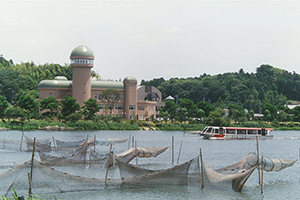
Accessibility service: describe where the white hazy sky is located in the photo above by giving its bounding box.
[0,0,300,83]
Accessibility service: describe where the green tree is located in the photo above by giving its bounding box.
[160,100,178,121]
[0,95,9,122]
[292,106,300,122]
[99,89,121,115]
[5,106,25,122]
[209,108,226,126]
[82,98,100,120]
[197,101,214,117]
[262,103,277,121]
[179,99,197,118]
[18,95,39,121]
[61,96,81,121]
[40,96,61,120]
[228,104,246,123]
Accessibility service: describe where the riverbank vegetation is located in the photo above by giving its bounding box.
[0,57,300,130]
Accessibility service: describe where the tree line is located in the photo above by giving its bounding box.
[0,56,300,124]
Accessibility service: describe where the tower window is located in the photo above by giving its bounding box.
[129,105,135,110]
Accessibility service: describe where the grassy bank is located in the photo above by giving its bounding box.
[0,120,300,131]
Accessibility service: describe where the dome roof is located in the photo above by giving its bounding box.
[38,80,72,88]
[70,45,94,57]
[54,76,68,81]
[124,76,137,81]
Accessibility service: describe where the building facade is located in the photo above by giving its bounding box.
[38,45,164,120]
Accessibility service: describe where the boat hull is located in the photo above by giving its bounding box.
[201,134,273,140]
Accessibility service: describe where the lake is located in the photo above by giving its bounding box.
[0,130,300,200]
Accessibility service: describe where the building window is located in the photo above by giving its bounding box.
[71,59,94,64]
[138,106,145,110]
[115,104,124,110]
[129,105,135,110]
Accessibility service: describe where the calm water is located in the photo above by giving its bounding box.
[0,131,300,200]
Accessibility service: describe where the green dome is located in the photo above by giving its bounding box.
[124,76,137,81]
[38,80,72,88]
[92,80,124,89]
[70,45,94,57]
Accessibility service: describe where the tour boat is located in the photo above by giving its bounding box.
[200,126,273,139]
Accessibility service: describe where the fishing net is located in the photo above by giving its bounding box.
[117,160,192,185]
[116,146,169,163]
[38,140,100,166]
[25,136,51,151]
[117,156,256,191]
[0,160,121,196]
[216,152,297,172]
[0,139,22,151]
[201,159,256,192]
[53,139,86,151]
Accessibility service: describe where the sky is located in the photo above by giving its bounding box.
[0,0,300,83]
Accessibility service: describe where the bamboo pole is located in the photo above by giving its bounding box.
[94,135,97,151]
[177,141,182,165]
[89,146,92,167]
[172,136,174,165]
[28,138,35,197]
[52,137,57,151]
[260,156,264,194]
[105,144,112,186]
[20,129,24,151]
[256,136,261,184]
[128,134,131,149]
[200,148,204,188]
[112,148,116,169]
[134,141,138,165]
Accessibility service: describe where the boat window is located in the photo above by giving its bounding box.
[248,130,257,135]
[220,128,225,134]
[226,129,235,134]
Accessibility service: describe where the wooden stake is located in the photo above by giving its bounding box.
[128,134,131,149]
[200,148,204,188]
[131,136,134,147]
[134,141,138,165]
[256,136,261,184]
[172,136,174,165]
[112,148,116,169]
[28,138,35,197]
[94,135,97,151]
[177,141,182,165]
[20,129,24,151]
[52,137,57,151]
[89,147,92,167]
[105,144,112,186]
[261,156,264,194]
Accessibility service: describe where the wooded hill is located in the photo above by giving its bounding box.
[0,56,300,112]
[141,65,300,112]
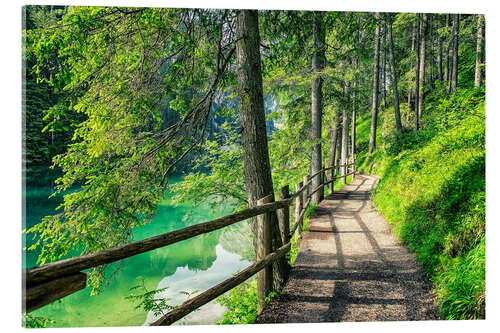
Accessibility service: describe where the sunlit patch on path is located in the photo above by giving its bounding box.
[255,175,438,323]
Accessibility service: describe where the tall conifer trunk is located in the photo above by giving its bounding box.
[418,14,427,122]
[387,16,403,134]
[474,14,484,88]
[236,10,274,308]
[450,14,460,91]
[436,14,443,81]
[414,14,421,131]
[311,12,325,204]
[369,13,380,154]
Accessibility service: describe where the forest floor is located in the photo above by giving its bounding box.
[255,175,439,323]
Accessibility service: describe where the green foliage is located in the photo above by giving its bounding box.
[171,121,247,209]
[217,277,258,325]
[125,277,176,316]
[216,277,278,325]
[358,88,485,319]
[22,313,55,328]
[25,7,238,293]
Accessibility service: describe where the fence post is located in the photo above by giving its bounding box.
[351,156,356,181]
[342,158,348,185]
[273,185,290,291]
[329,162,335,194]
[294,182,305,241]
[257,194,274,313]
[302,175,311,202]
[318,166,325,203]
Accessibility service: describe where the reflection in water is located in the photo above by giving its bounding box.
[145,245,250,325]
[23,169,251,327]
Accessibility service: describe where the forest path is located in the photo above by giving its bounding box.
[255,175,438,323]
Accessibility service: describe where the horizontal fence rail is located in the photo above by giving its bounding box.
[23,162,355,326]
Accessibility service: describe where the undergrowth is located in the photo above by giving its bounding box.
[217,176,351,325]
[357,88,486,319]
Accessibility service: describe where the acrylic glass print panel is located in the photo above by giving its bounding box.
[22,5,486,327]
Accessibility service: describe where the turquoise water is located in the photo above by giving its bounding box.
[23,167,251,327]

**Requirement**
Rewrite all of the lines above, swapping "Accessibility service" for "Alt-text helper" each time and changing nothing else. Leave the pictures out.

**Answer to the exercise**
Alt-text helper: describe where the white hazy sky is located in the photo above by giving its bounding box.
[0,0,300,83]
Alt-text helper: describe where the green tree is located in the photo above by giving its bounding box.
[160,100,178,121]
[0,95,9,122]
[292,106,300,122]
[99,89,121,115]
[5,106,25,122]
[209,108,226,126]
[82,98,100,120]
[197,101,214,117]
[262,103,277,121]
[179,99,197,118]
[18,95,39,121]
[61,96,81,121]
[40,96,61,120]
[228,104,246,123]
Alt-text helper: describe where the riverbank vegetation is located in the photo above by giving its bounding box.
[0,57,300,130]
Alt-text helper: describe where the tree line is located in the photo above by giving its bounding box.
[0,56,300,124]
Alt-text helper: describe where the tower window is located in the photo above by giving its bounding box.
[129,105,135,110]
Alt-text helper: describe where the grassy bank is located in the photo above by giving its bounding box.
[0,120,300,131]
Alt-text helper: describe where the dome roof is located in the photo above by giving its bounding box.
[38,80,72,88]
[70,45,94,57]
[54,76,68,81]
[124,76,137,81]
Alt-text helper: describe where the building facade is located in the photo above by giving its bounding box.
[38,45,164,120]
Alt-text helper: describe where the boat hull is located in the photo above by giving its bounding box.
[201,134,273,140]
Alt-text helper: describe where the lake is located in the photo above by giving its bounding box.
[0,130,300,200]
Alt-text helper: describe where the building window is located in the photo above by giving its bounding box.
[71,59,94,64]
[138,106,145,110]
[115,104,124,110]
[129,105,135,110]
Alt-text helper: describe where the calm water is located in the photo above by giving its bounding box.
[0,131,300,200]
Alt-text helper: describe where the green dome is located in the photo above by giving its bounding box.
[124,76,137,81]
[38,80,72,88]
[92,80,124,89]
[70,45,94,57]
Alt-text helper: describe where the tour boat is located in the photo above by giving its bounding box.
[200,126,273,139]
Alt-text helper: describe where the fishing net is located in the photo above by giving its bounding box.
[117,160,192,185]
[116,146,169,163]
[38,140,100,166]
[25,136,51,151]
[117,156,256,191]
[0,160,121,196]
[216,152,297,172]
[0,139,22,151]
[201,159,256,192]
[53,139,86,151]
Alt-text helper: describe where the sky is located in the photo above by giving its bounding box.
[0,0,300,83]
Alt-text helper: describe where the bamboo pole is located in the photo above by giving its bounding box.
[94,135,97,151]
[177,141,182,165]
[89,146,92,167]
[172,136,174,165]
[28,138,35,197]
[52,137,57,151]
[260,156,264,194]
[105,144,112,186]
[20,129,24,151]
[256,136,261,184]
[128,134,131,149]
[200,148,204,188]
[112,148,116,169]
[134,141,138,165]
Alt-text helper: describe where the boat window is located in the photo above by giving its bounding box.
[248,130,257,135]
[220,128,225,134]
[226,129,235,134]
Alt-text helper: describe where the wooden stake is located in the photo above by giving its bounding box.
[128,134,131,149]
[200,148,204,188]
[131,136,134,147]
[134,141,138,165]
[256,136,261,184]
[172,136,174,165]
[112,148,116,169]
[28,138,35,197]
[94,135,97,151]
[177,141,182,165]
[20,129,24,151]
[52,137,57,151]
[89,147,92,167]
[105,144,112,186]
[261,156,264,194]
Alt-text helper: describe where the wooded hill is located in the photo above by giving its bounding box.
[0,56,300,112]
[141,65,300,112]
Alt-text helper: describe where the sunlit patch on path is located in the photo above by giving its bounding box.
[255,175,438,323]
Alt-text helper: describe where the tall conifer trunk is located in the photo above by giving its bounding box.
[418,14,427,122]
[387,16,403,134]
[474,14,484,88]
[236,10,274,308]
[450,14,460,91]
[436,14,443,81]
[414,14,421,131]
[311,12,325,204]
[369,13,380,154]
Alt-text helper: describe where the forest floor is located in the photo above by giving its bounding box.
[255,175,439,323]
Alt-text helper: describe where the green foliage is located in the photo above by giving its bounding box.
[171,121,247,209]
[217,277,258,325]
[125,277,176,316]
[216,277,278,325]
[358,88,485,319]
[22,313,55,328]
[25,7,238,293]
Alt-text helper: describe where the fence post is located in the photo above by giving its bounding box.
[351,156,356,181]
[342,158,348,185]
[273,185,290,291]
[329,162,335,194]
[294,182,305,241]
[257,194,274,313]
[302,175,311,202]
[318,166,325,203]
Alt-text helper: describe where the reflection in water is located in the photo above by giving its bounding box.
[145,245,250,325]
[23,169,251,327]
Alt-text helper: describe where the forest path is located in the photo above by giving its bounding box.
[255,175,438,323]
Alt-text helper: describe where the horizontal fence rail is located in the photo above by giving its bounding box.
[23,162,355,326]
Alt-text helper: describe where the undergrowth is located in the photo above by giving its bounding box.
[217,176,351,325]
[357,88,486,319]
Alt-text helper: describe where the acrylic glass print panel is located in the photo above by giving its bounding box.
[22,5,486,327]
Alt-text helper: describe where the turquoise water is located in the photo above by giving its bounding box.
[23,167,251,327]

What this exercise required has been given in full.